Segment Start: INFORMATION GIVEN

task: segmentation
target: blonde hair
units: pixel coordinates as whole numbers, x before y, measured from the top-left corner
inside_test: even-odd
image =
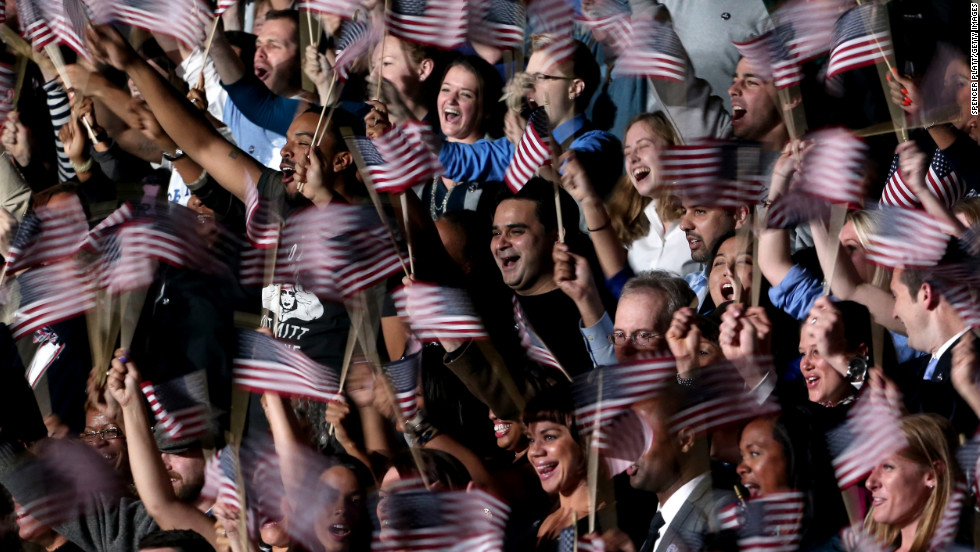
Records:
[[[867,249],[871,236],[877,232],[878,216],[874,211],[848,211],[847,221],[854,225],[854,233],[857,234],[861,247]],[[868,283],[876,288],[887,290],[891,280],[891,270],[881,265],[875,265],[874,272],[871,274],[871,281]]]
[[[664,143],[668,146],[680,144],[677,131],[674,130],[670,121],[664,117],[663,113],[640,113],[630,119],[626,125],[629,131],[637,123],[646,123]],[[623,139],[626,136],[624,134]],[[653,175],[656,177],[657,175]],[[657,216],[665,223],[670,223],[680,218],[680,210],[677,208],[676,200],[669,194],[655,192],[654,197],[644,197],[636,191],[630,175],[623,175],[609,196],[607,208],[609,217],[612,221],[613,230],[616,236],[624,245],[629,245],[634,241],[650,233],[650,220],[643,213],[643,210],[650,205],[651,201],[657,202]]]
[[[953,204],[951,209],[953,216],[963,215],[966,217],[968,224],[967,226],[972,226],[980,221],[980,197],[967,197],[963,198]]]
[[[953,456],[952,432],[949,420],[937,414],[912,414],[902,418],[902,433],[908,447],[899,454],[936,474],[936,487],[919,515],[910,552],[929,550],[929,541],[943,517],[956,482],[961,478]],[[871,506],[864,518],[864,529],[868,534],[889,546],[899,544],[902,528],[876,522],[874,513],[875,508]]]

Segment End: INFORMATION GIVEN
Segment Start: INFORMATION GIVEN

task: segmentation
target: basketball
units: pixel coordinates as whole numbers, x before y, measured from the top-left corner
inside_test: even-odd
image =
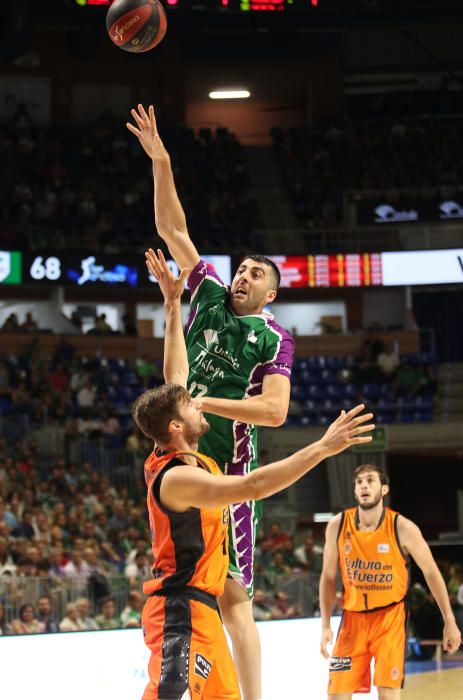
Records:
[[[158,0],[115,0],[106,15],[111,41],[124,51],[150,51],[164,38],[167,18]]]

Segment End: INFORMATION GIVEN
Segment Start: INFORMATION GIVEN

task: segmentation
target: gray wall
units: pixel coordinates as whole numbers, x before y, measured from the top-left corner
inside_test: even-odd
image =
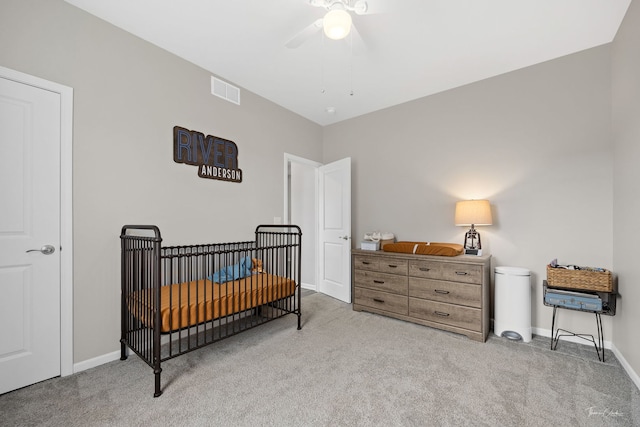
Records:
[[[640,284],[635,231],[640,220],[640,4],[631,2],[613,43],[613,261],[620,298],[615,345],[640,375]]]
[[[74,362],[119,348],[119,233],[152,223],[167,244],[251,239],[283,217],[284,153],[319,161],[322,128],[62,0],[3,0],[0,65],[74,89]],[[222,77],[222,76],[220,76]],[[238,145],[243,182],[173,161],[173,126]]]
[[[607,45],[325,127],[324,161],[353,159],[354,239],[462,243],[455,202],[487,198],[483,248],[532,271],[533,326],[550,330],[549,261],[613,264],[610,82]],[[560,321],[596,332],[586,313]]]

Segment End: INFORMATION GIVEN

• _WORK REQUIRED_
In the records above, some lines hold the word "target"; copy each such line.

• _RESPONSE AREA_
target: blonde hair
target: basketball
target: gray wall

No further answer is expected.